[Record extracts start]

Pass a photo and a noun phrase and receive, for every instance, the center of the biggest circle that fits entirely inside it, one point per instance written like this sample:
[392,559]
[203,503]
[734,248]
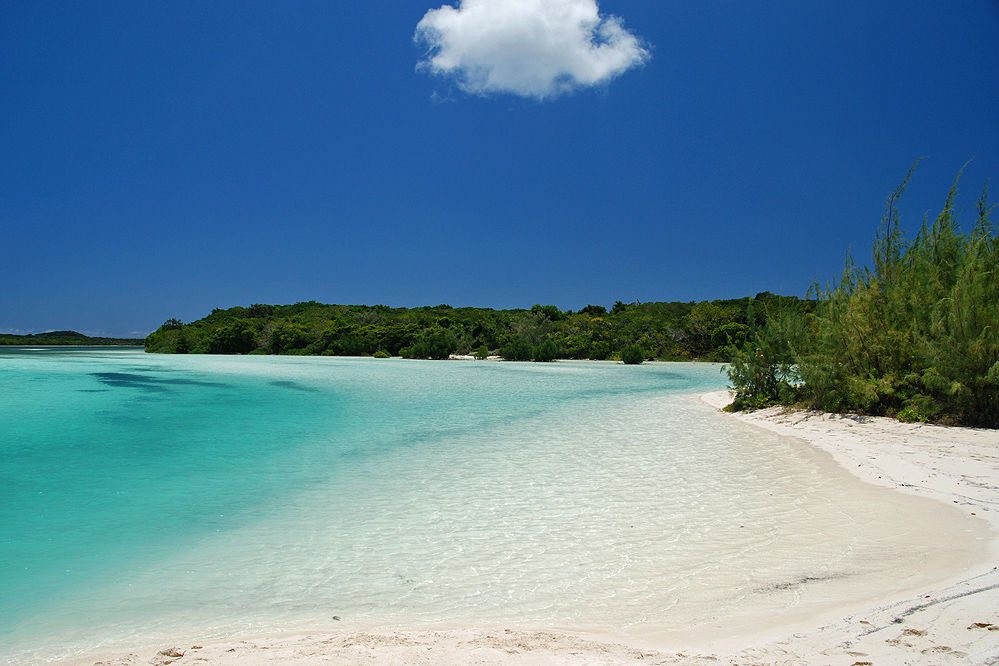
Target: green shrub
[632,354]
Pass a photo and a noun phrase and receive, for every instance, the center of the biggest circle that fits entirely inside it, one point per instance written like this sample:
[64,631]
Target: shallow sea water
[145,498]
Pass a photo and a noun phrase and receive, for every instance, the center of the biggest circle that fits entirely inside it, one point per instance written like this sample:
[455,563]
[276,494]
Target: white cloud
[532,48]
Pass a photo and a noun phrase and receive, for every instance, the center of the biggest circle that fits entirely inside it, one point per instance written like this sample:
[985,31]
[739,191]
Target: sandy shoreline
[954,622]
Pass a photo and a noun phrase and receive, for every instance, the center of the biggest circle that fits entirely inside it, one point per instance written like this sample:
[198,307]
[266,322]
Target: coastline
[955,622]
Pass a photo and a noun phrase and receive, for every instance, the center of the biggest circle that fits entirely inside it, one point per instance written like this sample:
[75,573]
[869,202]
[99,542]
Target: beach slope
[953,622]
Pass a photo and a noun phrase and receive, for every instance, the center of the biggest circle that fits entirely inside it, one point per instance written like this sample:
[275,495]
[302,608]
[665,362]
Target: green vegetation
[632,332]
[66,338]
[917,337]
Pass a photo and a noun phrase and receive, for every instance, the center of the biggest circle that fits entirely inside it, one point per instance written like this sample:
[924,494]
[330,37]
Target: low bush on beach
[917,337]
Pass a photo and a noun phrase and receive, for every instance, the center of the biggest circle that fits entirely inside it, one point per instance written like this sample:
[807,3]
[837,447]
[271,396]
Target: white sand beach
[955,621]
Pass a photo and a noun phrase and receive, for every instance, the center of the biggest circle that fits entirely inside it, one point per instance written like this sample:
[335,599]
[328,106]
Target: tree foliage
[667,331]
[916,337]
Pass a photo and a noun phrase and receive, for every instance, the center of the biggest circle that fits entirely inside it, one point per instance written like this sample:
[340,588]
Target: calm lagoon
[145,498]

[Record extracts end]

§ **Exercise brief**: Locate every line in the data above containing the string "Target", with case counting, and copy each of those lines.

§ **Answer below**:
Target: green shrub
Target: shallow sea water
Target: white cloud
Target: sandy shoreline
Target: coastline
Target: beach slope
Target: green vegetation
Target: low bush on beach
Target: white sand beach
Target: tree foliage
Target: calm lagoon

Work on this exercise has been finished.